◆ PASSAGE SHOWN:
========

Rules for Capital Letters in Type I shortening

The first letter is written as capital letter if the actual complete word starts with a capital letter

Rules for Full Stops in Type I shortening

A full stop is not used after type 1 shortening.

Type 2 shortening

The second type of shortening is type 2 shortening. In this type, the shortened words are not considered as real words. They are only used in writing, but they are always spelled in the full form. For example

Jan. – January

Fri. – Friday

etc.-  et cetera (It is a Latin term for “and the rest”)

For example, when we write a sentence we write it as “Please send me the accounts for the month of Dec, ” but we spell it as “Please send me the account for the month of December.”

Rules for capital letters in the case of Type II shortening

The first letter of a type 2 shortening is written in the capital letter only if the actual word starts with a capital letter.

========

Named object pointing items
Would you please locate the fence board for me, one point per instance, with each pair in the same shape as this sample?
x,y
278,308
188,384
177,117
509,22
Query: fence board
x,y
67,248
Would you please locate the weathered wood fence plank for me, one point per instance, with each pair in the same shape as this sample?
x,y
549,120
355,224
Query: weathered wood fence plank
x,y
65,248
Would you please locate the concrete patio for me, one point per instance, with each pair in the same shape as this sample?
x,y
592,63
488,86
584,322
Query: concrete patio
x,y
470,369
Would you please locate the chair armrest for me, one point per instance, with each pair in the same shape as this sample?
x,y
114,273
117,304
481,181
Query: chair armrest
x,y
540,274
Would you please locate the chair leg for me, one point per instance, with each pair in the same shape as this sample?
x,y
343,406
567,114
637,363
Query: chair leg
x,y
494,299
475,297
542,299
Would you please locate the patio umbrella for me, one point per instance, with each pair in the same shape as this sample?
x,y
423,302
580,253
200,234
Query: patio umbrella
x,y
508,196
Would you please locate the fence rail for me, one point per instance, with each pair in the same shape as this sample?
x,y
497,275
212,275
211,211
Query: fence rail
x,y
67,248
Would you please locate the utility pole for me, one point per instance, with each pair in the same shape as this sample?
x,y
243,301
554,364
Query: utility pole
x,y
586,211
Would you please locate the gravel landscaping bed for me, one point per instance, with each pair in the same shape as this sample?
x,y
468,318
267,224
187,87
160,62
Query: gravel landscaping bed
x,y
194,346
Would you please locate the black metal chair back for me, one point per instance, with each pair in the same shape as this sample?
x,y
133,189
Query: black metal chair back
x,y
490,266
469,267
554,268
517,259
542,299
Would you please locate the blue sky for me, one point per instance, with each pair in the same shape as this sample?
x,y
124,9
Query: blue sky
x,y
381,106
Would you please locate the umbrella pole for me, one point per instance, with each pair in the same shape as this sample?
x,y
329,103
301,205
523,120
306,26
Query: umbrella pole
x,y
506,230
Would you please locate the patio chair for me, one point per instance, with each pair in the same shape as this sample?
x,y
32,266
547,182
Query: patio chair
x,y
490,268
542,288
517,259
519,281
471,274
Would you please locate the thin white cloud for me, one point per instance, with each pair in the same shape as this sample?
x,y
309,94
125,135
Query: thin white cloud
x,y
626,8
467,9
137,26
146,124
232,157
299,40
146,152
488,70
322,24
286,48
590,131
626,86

========

◆ SET PROBLEM:
Could you carry on the passage about word shortening, starting after its final sentence?

◆ OUTPUT OF THE TASK:
Rules for full stops in the case of Type II shortening

In this case, there is an option to use full stops at the end of the abbreviated word. For example

February can be either written as Feb. or Feb

Other types of Abbreviations

Truncation- This type of abbreviation is formed by taking only the first part of the word. This type of abbreviation is generally used for denoting proper titles such as months, years, weekdays, etc. For example Mon., Sat., Oct., Feb., Dec., etc.

Clipped- It is similar to truncation but in this type of abbreviation middle or end part of the word is used. For example phone for the word telephone, fridge for the word refrigerator, etc.

Aphesis- In this type of abbreviation, the unstressed vowel is omitted at the start of the word. This is often used in normal conversations. For example ‘cause instead of because.

Portmanteau- The combination of two or more words together is called portmanteau. For example spork (spoon and fork), brunch- (breakfast and lunch), etc.